> [FRAGMENTO PARA LEER]:
Lunes 14 de abril de 2003
 

Las "dos almas" de la Argentina

 

Por Ricardo Emilio Lafferriere (*)

  La Argentina tiene dos almas. Esta sentencia de Daniel Larriqueta, fruto de su aguda percepción de la historia argentina, se traduce porfiada en el devenir político brotando en cada ocasión con protagonistas diferentes, pero sin cambiar su esencia. Hoy, los tres candidatos peronistas, expresión de un abanico ideológico que va desde el "aperturismo salvaje" de Menem al "neo-nacionalismo" de Kirchner, muestran una de esas "almas". Los candidatos no peronistas López Murphy y Carrió, aparentemente expresión de similar amplitud, parecen mostrar la otra. La historia reciente nos dice también que ambas "almas" se expresan en bloques electorales que, además de persistentes, son cuantitativamente similares. Desde 1983 hasta el 2000, una triunfó electoralmente en cuatro oportunidades (1983, 1985, 1997, 1999) y la otra, en cinco (1987, 1989, 1991, 1993 y 1995).

> [ENUNCIADO A]:
¿Cómo quedaría en forma de lista breve el párrafo del artículo sobre las dos almas de la Argentina que comienza con «La Argentina tiene dos almas», sin perder sus datos principales?
> [ENUNCIADO B]:
¿Podrías seguir escribiendo el artículo sobre las dos almas de la Argentina a partir de su última oración?

> [DATOS PROPORCIONADOS]:
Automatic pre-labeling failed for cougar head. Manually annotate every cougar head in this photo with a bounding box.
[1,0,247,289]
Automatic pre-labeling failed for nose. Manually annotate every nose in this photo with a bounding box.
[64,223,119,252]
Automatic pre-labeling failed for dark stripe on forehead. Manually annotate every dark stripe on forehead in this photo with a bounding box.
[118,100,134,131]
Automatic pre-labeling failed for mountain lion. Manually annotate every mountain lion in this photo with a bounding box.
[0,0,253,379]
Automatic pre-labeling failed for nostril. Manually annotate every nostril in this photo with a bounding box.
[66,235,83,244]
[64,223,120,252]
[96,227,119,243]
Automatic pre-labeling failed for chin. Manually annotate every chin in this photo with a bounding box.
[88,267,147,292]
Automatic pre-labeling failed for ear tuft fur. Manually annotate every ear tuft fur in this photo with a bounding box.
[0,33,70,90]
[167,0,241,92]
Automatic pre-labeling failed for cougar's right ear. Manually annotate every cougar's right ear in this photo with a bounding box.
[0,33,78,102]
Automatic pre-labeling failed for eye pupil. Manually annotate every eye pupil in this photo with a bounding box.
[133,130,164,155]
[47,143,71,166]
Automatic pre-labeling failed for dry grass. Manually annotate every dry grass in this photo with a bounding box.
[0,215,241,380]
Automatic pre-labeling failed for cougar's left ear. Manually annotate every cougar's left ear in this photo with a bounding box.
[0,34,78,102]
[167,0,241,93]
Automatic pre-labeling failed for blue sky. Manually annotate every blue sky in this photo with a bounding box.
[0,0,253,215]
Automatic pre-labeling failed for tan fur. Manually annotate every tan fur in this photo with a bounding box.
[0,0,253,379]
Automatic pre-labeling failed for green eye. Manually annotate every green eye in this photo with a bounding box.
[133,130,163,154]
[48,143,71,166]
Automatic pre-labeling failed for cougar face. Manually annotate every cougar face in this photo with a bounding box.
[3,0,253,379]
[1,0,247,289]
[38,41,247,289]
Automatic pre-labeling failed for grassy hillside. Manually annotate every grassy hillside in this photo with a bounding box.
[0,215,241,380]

> [RESPUESTA A]:
- La frase «La Argentina tiene dos almas» es de Daniel Larriqueta y surge de su percepción de la historia argentina.
- Esa división reaparece en la política con distintos protagonistas, pero con la misma esencia.
- Los tres candidatos peronistas, que van del «aperturismo salvaje» de Menem al «neo-nacionalismo» de Kirchner, muestran una de esas almas.
- Los candidatos no peronistas López Murphy y Carrió parecen mostrar la otra.
- Ambas almas forman bloques electorales persistentes y de tamaño similar.
- Entre 1983 y 2000, una ganó cuatro elecciones (1983, 1985, 1997 y 1999) y la otra cinco (1987, 1989, 1991, 1993 y 1995).

> [RESPUESTA B]:
No es difícil encontrar los comunes denominadores de cada una de ambas vertientes. La primera reivindica una fuerte utilización del poder en las relaciones personales, tiene escaso apego a la letra de la ley, considera natural identificar el Estado -lo permanente- con el gobierno -lo circunstancial- (y aun con el partido -el sector-), ubica al individuo y sus derechos en un rol secundario con respecto al Estado -que aparece siempre como prioritario- y no duda en subordinar las leyes -y aun la Justicia- a las necesidades del momento y del gobierno. Podría definirse como "nacionalista-autoritaria". Los hechos de Catamarca y la cobertura dada a su autor por todos los sectores justicialistas en el Senado son una demostración de su vigencia.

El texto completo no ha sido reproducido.